◆ What you will do ◆
Output the line with "Target: window sill" and every line below it until the listing ends, exactly as written and with nothing added.

◆ Available data ◆
Segment Open
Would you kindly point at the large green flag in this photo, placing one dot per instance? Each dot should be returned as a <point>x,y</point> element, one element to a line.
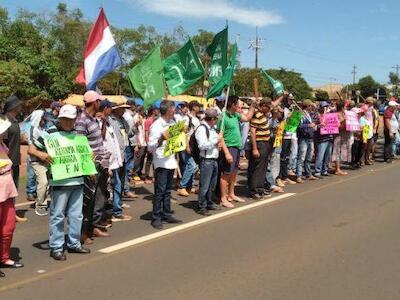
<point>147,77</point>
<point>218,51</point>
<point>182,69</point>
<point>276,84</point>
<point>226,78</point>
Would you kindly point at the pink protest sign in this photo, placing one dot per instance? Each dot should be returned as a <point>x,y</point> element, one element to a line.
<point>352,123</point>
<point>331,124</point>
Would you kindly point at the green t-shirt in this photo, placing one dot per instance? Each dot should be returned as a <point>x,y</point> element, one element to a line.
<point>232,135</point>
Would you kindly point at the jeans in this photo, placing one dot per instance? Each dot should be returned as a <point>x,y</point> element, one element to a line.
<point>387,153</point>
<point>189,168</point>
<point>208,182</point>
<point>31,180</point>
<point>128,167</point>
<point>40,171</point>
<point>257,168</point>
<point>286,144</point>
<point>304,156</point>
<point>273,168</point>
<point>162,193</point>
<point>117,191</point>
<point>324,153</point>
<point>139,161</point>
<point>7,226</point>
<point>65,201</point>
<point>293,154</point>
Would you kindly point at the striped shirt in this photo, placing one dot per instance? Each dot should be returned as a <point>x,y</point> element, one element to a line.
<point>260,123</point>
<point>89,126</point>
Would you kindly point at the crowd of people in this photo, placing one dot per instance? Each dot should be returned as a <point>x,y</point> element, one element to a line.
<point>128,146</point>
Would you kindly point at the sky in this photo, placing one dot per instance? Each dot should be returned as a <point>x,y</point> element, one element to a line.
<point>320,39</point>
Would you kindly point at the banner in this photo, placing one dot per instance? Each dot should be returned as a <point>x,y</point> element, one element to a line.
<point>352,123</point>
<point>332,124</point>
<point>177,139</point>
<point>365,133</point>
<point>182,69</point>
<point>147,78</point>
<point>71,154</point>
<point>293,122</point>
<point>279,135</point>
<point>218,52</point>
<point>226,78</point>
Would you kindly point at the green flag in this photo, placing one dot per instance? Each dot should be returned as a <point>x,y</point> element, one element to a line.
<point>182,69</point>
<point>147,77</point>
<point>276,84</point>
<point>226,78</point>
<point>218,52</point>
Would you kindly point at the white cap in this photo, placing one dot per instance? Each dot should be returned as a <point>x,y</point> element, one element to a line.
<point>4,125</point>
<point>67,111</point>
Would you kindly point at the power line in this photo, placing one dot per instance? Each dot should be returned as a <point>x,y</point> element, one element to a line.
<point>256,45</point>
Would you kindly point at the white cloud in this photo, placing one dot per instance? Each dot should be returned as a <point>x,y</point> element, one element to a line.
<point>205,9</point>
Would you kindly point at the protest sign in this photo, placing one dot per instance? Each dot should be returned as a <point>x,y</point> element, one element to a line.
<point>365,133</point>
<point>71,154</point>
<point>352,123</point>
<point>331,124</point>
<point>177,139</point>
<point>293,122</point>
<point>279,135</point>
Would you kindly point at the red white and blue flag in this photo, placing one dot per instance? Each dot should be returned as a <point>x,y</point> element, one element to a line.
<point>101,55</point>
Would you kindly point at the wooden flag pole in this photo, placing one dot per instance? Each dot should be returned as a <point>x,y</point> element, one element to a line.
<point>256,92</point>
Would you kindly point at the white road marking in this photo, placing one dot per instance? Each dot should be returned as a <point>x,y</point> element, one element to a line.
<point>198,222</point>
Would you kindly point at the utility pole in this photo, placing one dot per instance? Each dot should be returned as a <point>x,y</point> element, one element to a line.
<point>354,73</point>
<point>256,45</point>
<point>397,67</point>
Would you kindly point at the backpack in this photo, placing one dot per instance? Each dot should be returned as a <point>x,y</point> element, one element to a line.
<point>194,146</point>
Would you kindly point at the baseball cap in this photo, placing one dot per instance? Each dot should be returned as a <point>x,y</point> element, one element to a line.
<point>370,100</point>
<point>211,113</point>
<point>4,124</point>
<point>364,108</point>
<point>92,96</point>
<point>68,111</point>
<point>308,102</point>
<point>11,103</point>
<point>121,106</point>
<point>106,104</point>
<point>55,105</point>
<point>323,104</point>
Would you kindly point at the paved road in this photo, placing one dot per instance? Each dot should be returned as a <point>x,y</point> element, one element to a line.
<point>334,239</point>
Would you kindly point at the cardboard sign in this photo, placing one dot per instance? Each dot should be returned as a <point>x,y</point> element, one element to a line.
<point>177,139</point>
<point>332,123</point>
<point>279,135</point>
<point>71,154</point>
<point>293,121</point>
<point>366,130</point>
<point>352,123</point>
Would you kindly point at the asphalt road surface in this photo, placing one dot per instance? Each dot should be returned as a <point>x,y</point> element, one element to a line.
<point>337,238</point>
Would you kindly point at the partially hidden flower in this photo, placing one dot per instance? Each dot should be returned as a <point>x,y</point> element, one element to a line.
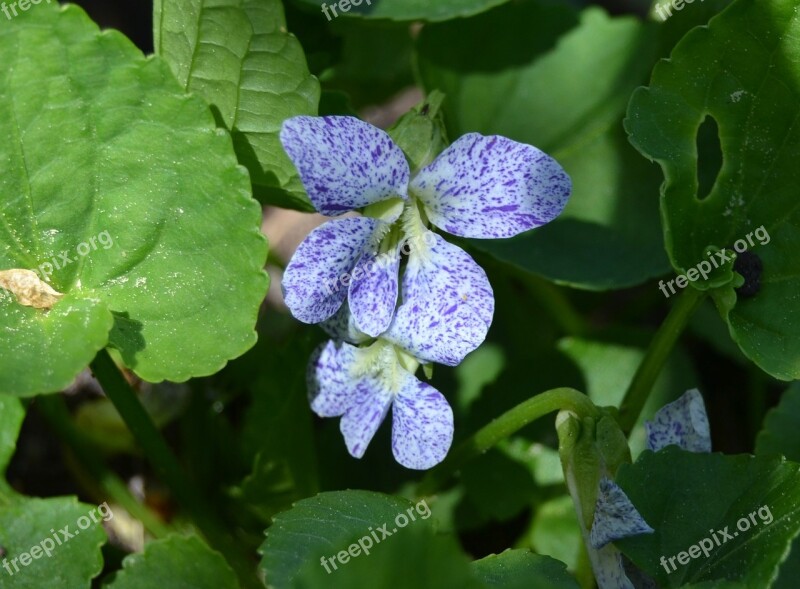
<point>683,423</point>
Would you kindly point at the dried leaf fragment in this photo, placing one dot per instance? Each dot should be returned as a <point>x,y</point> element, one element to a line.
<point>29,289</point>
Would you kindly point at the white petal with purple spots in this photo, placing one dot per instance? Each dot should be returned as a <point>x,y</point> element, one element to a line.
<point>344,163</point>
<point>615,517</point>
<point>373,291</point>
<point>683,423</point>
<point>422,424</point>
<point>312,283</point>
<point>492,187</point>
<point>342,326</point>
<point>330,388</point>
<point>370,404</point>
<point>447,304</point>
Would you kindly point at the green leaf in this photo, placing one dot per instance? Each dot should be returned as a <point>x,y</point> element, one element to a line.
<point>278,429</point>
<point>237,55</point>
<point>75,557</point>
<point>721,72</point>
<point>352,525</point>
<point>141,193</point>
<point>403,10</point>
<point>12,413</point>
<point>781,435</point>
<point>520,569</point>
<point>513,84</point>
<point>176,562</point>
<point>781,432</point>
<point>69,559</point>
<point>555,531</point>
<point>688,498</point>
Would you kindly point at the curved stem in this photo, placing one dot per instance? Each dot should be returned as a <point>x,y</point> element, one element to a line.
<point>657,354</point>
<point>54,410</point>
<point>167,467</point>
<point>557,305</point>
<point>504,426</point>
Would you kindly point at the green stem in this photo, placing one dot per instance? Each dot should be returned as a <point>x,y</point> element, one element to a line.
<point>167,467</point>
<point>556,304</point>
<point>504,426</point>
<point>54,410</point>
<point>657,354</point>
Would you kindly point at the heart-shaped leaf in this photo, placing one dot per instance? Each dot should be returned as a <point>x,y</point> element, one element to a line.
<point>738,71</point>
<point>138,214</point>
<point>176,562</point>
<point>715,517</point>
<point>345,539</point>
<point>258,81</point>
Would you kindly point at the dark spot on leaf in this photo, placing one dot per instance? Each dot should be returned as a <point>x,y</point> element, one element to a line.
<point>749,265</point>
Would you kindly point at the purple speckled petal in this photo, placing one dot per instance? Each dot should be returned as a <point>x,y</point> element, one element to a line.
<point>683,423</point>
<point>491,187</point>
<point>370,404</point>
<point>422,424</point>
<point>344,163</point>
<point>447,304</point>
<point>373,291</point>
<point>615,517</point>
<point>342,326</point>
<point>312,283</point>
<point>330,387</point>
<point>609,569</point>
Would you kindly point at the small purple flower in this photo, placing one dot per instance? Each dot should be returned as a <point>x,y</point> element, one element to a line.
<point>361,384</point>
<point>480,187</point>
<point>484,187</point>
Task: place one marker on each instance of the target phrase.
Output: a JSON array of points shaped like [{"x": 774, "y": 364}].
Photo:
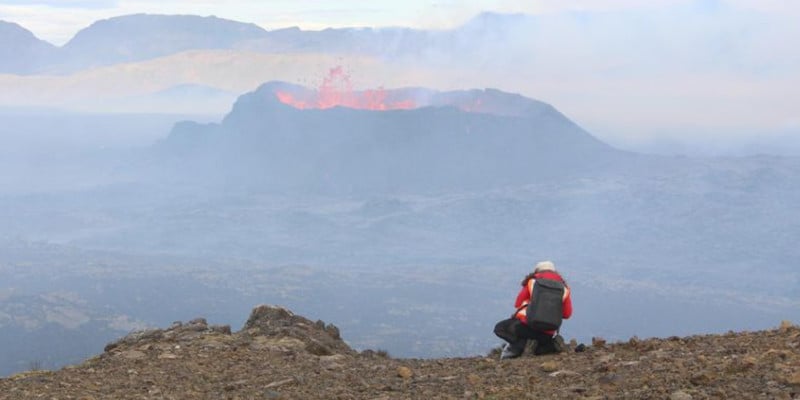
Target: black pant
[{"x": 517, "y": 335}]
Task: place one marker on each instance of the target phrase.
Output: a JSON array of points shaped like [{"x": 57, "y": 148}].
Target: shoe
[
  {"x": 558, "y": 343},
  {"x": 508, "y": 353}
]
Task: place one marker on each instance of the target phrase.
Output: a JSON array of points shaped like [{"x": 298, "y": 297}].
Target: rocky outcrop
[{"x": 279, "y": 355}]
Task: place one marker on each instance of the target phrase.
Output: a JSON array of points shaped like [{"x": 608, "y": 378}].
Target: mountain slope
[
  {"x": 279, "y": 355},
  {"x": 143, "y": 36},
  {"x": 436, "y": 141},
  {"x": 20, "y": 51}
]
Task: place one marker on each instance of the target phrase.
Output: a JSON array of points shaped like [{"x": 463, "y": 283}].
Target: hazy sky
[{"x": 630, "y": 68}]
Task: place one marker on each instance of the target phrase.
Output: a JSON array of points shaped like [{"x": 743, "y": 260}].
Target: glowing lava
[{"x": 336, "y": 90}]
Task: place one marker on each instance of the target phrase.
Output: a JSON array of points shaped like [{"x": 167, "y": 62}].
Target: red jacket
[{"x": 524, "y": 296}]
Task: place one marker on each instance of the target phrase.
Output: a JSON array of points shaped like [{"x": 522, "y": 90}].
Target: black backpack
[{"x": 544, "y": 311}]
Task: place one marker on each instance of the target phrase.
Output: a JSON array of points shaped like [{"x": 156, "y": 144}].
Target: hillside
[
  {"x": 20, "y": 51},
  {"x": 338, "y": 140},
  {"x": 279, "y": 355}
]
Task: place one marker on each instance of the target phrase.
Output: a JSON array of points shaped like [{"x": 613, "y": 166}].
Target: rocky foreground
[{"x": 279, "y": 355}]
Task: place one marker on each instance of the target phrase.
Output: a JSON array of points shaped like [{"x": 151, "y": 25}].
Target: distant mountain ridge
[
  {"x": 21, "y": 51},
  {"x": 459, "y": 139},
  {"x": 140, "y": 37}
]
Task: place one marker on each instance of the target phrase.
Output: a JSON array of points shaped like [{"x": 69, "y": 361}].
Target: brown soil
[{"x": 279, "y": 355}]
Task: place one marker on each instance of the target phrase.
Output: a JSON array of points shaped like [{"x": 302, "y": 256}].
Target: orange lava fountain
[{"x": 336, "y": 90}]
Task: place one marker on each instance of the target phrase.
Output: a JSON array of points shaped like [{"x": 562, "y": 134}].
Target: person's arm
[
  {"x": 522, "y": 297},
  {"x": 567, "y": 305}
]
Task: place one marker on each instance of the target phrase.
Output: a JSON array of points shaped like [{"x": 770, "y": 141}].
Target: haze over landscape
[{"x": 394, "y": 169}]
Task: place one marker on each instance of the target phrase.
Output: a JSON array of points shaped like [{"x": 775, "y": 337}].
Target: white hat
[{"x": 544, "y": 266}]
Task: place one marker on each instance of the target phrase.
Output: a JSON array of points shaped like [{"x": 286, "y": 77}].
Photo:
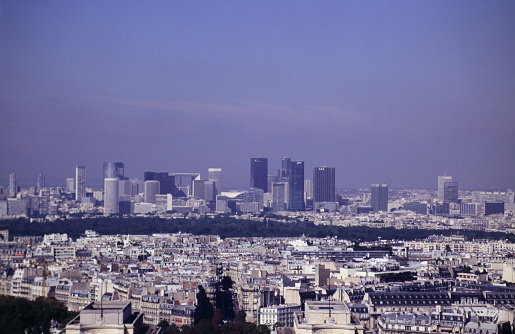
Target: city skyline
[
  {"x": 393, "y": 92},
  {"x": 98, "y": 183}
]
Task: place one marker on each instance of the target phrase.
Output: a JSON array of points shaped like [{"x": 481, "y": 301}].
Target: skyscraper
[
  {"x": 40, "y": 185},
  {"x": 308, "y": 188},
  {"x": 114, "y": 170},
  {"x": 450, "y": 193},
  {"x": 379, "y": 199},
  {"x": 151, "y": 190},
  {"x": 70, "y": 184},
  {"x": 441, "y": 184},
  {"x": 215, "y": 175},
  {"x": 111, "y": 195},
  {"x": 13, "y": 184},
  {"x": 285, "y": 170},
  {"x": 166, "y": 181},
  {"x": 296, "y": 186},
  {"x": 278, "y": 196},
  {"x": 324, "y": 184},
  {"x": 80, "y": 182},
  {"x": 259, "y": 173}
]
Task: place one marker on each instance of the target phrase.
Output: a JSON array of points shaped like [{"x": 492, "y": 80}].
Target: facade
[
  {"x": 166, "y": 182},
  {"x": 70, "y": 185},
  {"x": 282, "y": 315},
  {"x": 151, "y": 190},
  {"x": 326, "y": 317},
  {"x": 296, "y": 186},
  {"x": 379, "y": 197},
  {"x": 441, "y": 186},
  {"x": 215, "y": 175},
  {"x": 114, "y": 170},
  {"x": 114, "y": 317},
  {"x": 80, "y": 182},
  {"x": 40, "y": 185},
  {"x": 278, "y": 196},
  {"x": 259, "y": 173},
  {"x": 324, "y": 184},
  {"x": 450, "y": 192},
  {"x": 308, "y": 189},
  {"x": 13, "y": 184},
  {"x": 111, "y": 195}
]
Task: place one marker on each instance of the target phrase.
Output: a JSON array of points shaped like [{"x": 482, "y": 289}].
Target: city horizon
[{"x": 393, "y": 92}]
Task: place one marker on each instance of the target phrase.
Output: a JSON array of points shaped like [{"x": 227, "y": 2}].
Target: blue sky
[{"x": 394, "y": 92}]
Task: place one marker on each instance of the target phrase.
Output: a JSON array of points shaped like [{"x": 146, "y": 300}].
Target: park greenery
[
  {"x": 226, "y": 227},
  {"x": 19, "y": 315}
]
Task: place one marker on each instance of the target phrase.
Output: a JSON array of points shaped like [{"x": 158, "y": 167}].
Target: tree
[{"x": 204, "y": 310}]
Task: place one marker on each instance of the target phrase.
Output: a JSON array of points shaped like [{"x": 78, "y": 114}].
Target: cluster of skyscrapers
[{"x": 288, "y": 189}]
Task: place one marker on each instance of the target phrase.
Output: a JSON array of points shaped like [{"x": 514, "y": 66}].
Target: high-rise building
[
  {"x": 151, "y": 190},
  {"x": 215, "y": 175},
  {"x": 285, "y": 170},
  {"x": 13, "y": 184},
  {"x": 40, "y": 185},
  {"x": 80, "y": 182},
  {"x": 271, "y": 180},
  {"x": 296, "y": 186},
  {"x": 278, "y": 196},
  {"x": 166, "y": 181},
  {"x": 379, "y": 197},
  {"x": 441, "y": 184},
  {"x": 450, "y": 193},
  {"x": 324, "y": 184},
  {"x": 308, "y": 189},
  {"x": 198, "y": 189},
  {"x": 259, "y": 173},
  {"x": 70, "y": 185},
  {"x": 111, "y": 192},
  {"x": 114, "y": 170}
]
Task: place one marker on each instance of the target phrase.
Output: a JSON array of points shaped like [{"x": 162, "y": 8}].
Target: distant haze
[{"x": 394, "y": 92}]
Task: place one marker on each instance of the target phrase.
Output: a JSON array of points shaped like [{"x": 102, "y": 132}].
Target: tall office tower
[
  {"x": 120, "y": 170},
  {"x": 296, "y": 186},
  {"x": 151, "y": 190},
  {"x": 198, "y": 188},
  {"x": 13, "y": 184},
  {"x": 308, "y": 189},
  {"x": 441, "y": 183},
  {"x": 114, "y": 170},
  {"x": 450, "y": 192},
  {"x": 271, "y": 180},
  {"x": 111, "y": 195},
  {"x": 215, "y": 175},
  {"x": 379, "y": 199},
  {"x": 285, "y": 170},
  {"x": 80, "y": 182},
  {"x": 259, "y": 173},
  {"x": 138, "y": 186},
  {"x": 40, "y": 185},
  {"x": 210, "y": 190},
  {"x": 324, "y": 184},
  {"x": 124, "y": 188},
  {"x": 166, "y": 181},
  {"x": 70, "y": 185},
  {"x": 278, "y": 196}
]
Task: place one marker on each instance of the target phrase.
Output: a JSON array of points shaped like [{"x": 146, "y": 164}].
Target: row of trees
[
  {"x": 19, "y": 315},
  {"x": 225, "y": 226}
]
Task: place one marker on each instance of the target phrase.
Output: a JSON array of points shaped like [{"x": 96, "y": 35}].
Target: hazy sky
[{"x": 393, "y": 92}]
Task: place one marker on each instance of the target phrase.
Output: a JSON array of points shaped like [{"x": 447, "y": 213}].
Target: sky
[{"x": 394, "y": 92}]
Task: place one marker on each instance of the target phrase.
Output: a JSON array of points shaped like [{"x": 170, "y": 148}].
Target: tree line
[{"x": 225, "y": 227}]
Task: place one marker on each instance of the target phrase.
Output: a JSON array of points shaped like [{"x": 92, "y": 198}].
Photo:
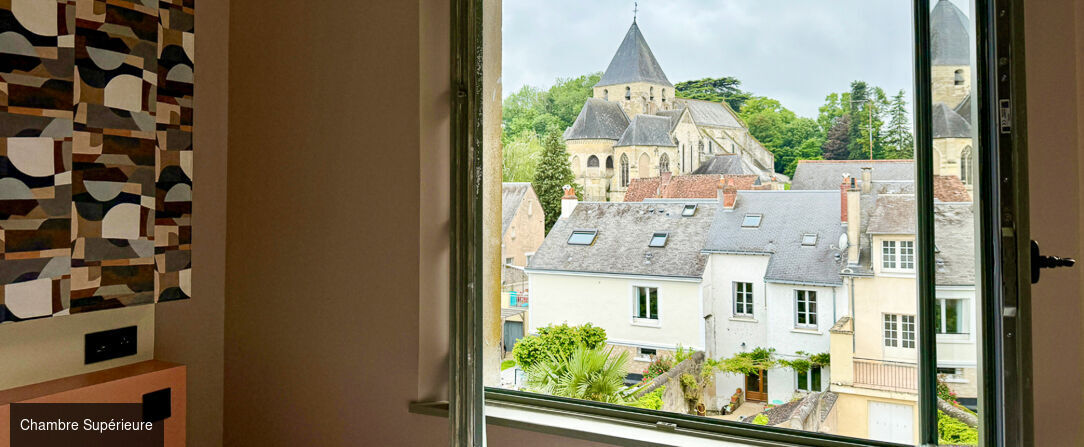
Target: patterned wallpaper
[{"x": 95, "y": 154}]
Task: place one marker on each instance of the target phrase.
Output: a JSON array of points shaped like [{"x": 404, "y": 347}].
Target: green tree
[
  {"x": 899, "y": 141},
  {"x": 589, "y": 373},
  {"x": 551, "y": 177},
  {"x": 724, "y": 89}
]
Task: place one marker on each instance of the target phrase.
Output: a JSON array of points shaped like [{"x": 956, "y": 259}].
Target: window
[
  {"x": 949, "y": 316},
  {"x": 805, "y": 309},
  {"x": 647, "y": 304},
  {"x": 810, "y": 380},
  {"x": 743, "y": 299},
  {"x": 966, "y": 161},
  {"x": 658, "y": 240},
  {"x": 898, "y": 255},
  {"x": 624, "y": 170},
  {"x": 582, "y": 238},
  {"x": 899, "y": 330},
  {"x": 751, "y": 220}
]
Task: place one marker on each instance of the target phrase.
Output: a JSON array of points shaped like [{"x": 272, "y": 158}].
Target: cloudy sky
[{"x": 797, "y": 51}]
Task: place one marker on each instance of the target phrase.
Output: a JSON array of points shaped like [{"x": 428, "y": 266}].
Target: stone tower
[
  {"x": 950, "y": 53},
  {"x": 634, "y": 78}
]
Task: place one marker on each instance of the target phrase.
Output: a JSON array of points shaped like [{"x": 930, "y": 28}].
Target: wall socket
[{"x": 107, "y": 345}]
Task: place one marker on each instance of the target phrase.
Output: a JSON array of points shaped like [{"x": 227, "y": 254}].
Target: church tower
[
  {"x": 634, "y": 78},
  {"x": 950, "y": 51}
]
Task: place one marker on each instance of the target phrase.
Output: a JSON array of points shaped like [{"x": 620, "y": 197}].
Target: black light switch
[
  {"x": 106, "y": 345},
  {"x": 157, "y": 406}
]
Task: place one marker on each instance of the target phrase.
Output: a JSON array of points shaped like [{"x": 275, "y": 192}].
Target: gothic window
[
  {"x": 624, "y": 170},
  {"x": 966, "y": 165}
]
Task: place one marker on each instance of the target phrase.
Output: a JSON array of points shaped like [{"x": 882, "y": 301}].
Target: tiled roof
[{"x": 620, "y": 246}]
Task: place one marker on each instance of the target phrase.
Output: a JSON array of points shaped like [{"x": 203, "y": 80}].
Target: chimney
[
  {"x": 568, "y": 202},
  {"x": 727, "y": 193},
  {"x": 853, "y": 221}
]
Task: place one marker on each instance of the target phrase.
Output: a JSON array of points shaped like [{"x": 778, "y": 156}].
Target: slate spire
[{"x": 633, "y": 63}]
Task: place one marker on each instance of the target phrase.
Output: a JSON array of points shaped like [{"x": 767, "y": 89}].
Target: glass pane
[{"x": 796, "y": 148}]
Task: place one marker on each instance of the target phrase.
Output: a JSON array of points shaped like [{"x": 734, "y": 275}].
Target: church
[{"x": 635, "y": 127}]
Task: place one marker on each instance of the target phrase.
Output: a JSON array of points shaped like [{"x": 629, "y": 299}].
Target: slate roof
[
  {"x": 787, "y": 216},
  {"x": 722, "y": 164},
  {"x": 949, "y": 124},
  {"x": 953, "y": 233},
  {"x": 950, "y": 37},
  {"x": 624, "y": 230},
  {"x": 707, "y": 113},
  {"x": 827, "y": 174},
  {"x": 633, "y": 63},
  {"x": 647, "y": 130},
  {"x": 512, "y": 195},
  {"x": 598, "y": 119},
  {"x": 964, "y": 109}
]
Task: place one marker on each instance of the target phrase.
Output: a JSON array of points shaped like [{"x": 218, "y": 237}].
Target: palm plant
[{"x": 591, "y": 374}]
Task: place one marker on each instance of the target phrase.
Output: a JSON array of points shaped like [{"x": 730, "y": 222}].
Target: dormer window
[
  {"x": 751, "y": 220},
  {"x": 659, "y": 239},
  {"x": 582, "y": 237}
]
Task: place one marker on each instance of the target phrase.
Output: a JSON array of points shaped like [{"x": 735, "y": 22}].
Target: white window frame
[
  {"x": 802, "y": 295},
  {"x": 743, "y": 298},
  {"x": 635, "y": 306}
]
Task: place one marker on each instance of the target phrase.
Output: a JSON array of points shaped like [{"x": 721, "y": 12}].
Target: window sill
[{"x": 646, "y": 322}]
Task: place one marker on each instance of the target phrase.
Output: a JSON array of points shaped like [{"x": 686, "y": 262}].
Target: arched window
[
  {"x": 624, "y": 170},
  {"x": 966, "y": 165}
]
Segment Closed
◆ Task solution ◆
Target: window sill
[{"x": 646, "y": 322}]
Task: place one marker on each instance of the target phrase.
Output: a JSON array of points shaped like [{"x": 686, "y": 262}].
Target: arched window
[
  {"x": 624, "y": 170},
  {"x": 966, "y": 165}
]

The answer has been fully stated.